→ **Source passage**:
◆ ◆ ◆
Siston Brook rises in two separate streams which issue from a ridge just north of the village of Siston, South Gloucestershire, England. The brook is approximately 6 mi long and is a tributary of the Bristol Avon. Much of its course is through the eastern suburbs of Bristol, although it remains outside the city boundaries. Tributaries include the Warmley Brook and an unnamed tributary from Bridgeyate.

The stream has provided power for watermills and battery mills in the past and some mill buildings still survive. Wildlife is supported by nature reserves through which the Siston Brook runs. Flooding has caused problems in the past, but modern measures to alleviate this include an attenuation reservoir and proposals to reinstate historic weirs and sluices. The name Siston is believed to derive from Anglo-Saxon, meaning Sige's Farmstead.
◆ ◆ ◆
(Stored data)

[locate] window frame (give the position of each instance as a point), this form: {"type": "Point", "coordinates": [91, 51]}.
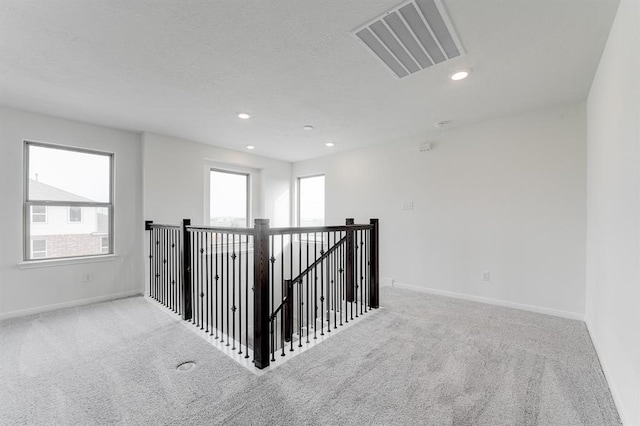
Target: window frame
{"type": "Point", "coordinates": [299, 198]}
{"type": "Point", "coordinates": [247, 174]}
{"type": "Point", "coordinates": [28, 203]}
{"type": "Point", "coordinates": [69, 215]}
{"type": "Point", "coordinates": [45, 214]}
{"type": "Point", "coordinates": [102, 238]}
{"type": "Point", "coordinates": [46, 246]}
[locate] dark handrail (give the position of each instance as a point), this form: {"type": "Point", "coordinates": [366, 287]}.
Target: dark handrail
{"type": "Point", "coordinates": [228, 230]}
{"type": "Point", "coordinates": [318, 261]}
{"type": "Point", "coordinates": [299, 278]}
{"type": "Point", "coordinates": [149, 225]}
{"type": "Point", "coordinates": [312, 229]}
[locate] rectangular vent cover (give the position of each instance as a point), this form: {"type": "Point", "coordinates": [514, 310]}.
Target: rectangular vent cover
{"type": "Point", "coordinates": [413, 36]}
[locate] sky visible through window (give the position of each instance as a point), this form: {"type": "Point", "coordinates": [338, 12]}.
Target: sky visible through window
{"type": "Point", "coordinates": [62, 168]}
{"type": "Point", "coordinates": [228, 199]}
{"type": "Point", "coordinates": [312, 201]}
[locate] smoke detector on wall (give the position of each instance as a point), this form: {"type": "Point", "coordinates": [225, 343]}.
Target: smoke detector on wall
{"type": "Point", "coordinates": [411, 37]}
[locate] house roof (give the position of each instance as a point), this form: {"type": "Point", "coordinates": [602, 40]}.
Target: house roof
{"type": "Point", "coordinates": [42, 191]}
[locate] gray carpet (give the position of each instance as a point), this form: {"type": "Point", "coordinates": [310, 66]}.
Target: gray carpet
{"type": "Point", "coordinates": [422, 359]}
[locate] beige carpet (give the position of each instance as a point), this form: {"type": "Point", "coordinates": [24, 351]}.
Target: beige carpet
{"type": "Point", "coordinates": [423, 359]}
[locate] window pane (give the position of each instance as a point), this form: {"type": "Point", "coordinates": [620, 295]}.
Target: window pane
{"type": "Point", "coordinates": [228, 199]}
{"type": "Point", "coordinates": [38, 214]}
{"type": "Point", "coordinates": [38, 249]}
{"type": "Point", "coordinates": [62, 238]}
{"type": "Point", "coordinates": [75, 214]}
{"type": "Point", "coordinates": [104, 245]}
{"type": "Point", "coordinates": [311, 202]}
{"type": "Point", "coordinates": [62, 175]}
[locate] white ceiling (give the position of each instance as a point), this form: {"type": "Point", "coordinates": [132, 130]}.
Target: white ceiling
{"type": "Point", "coordinates": [187, 67]}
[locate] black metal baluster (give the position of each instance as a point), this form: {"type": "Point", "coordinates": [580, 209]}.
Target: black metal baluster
{"type": "Point", "coordinates": [207, 261]}
{"type": "Point", "coordinates": [150, 260]}
{"type": "Point", "coordinates": [227, 282]}
{"type": "Point", "coordinates": [246, 301]}
{"type": "Point", "coordinates": [360, 269]}
{"type": "Point", "coordinates": [216, 279]}
{"type": "Point", "coordinates": [156, 243]}
{"type": "Point", "coordinates": [307, 289]}
{"type": "Point", "coordinates": [172, 299]}
{"type": "Point", "coordinates": [300, 287]}
{"type": "Point", "coordinates": [166, 264]}
{"type": "Point", "coordinates": [163, 295]}
{"type": "Point", "coordinates": [198, 236]}
{"type": "Point", "coordinates": [272, 296]}
{"type": "Point", "coordinates": [234, 256]}
{"type": "Point", "coordinates": [315, 285]}
{"type": "Point", "coordinates": [283, 294]}
{"type": "Point", "coordinates": [240, 293]}
{"type": "Point", "coordinates": [322, 268]}
{"type": "Point", "coordinates": [366, 270]}
{"type": "Point", "coordinates": [292, 284]}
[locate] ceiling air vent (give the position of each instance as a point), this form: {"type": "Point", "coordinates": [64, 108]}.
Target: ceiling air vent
{"type": "Point", "coordinates": [413, 36]}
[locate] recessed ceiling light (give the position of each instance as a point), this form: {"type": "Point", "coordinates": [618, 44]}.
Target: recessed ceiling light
{"type": "Point", "coordinates": [440, 124]}
{"type": "Point", "coordinates": [459, 75]}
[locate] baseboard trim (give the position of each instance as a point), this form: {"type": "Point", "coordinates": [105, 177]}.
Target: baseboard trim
{"type": "Point", "coordinates": [607, 375]}
{"type": "Point", "coordinates": [71, 304]}
{"type": "Point", "coordinates": [491, 301]}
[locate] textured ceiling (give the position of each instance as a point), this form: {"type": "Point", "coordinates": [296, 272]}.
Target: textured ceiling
{"type": "Point", "coordinates": [187, 67]}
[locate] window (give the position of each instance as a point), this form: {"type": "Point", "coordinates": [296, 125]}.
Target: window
{"type": "Point", "coordinates": [228, 199]}
{"type": "Point", "coordinates": [311, 201]}
{"type": "Point", "coordinates": [68, 194]}
{"type": "Point", "coordinates": [38, 249]}
{"type": "Point", "coordinates": [104, 245]}
{"type": "Point", "coordinates": [38, 214]}
{"type": "Point", "coordinates": [75, 214]}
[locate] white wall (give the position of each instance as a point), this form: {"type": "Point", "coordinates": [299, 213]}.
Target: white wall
{"type": "Point", "coordinates": [174, 180]}
{"type": "Point", "coordinates": [613, 218]}
{"type": "Point", "coordinates": [504, 196]}
{"type": "Point", "coordinates": [36, 289]}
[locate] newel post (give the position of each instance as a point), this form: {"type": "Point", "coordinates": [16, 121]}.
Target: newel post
{"type": "Point", "coordinates": [185, 270]}
{"type": "Point", "coordinates": [261, 293]}
{"type": "Point", "coordinates": [374, 266]}
{"type": "Point", "coordinates": [350, 269]}
{"type": "Point", "coordinates": [288, 310]}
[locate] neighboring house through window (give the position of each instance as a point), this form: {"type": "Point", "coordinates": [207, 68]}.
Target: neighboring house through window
{"type": "Point", "coordinates": [68, 202]}
{"type": "Point", "coordinates": [75, 214]}
{"type": "Point", "coordinates": [38, 214]}
{"type": "Point", "coordinates": [311, 201]}
{"type": "Point", "coordinates": [229, 199]}
{"type": "Point", "coordinates": [38, 249]}
{"type": "Point", "coordinates": [104, 244]}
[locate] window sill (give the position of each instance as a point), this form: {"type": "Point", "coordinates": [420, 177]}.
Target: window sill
◆ ◆ ◆
→ **Work request 1**:
Transcribe the part of the Siston Brook passage that opens with the words containing "Siston Brook rises" and closes with "meaning Sige's Farmstead.".
→ **Work request 2**:
Answer these questions from the Siston Brook passage.
(a) About how long is the brook?
(b) Which river is the brook a tributary of?
(c) What does the name Siston mean?
→ **Work request 3**:
Take the text on Siston Brook further, starting after its final sentence.

→ **Answer section 1**:
Siston Brook rises in two separate streams which issue from a ridge just north of the village of Siston, South Gloucestershire, England. The brook is approximately 6 mi long and is a tributary of the Bristol Avon. Much of its course is through the eastern suburbs of Bristol, although it remains outside the city boundaries. Tributaries include the Warmley Brook and an unnamed tributary from Bridgeyate.

The stream has provided power for watermills and battery mills in the past and some mill buildings still survive. Wildlife is supported by nature reserves through which the Siston Brook runs. Flooding has caused problems in the past, but modern measures to alleviate this include an attenuation reservoir and proposals to reinstate historic weirs and sluices. The name Siston is believed to derive from Anglo-Saxon, meaning Sige's Farmstead.

→ **Answer section 2**:
(a) Approximately 6 miles.
(b) The Bristol Avon.
(c) Sige's Farmstead.

→ **Answer section 3**:
==Course==
The source of Siston Brook is two springs which flow out of a ridge just north of the village of Siston. These join near to the village church of St Anne's. the river then flows in a south westerly direction through Overscourt Wood, a nature reserve and part of the Forest of Avon. A small unnamed tributary joins on the left near Webb's Heath Farm. Another tributary joins on the right at Mill Farm and the brook then heads south through a steep valley to Warmley Forest Park. The upper stretches are sometimes referred to as Clack Mill Brook, but the location of Clack Mill is uncertain.

The Siston is then joined by the Warmley Brook, flowing down from Rodway Hill, on the right. It then flows through Warmley, partly culverted, still in a generally southerly direction. Another unnamed tributary joins from Bridgeyate Common on the left and it then flows past Cadbury Heath and on to Oldland, between the village and Oldland Common. It enters another nature reserve at Willsbridge Mill and then flows under the A431 road and joins the Avon at Londonderry Wharf, which was originally used for loading coal from local mines.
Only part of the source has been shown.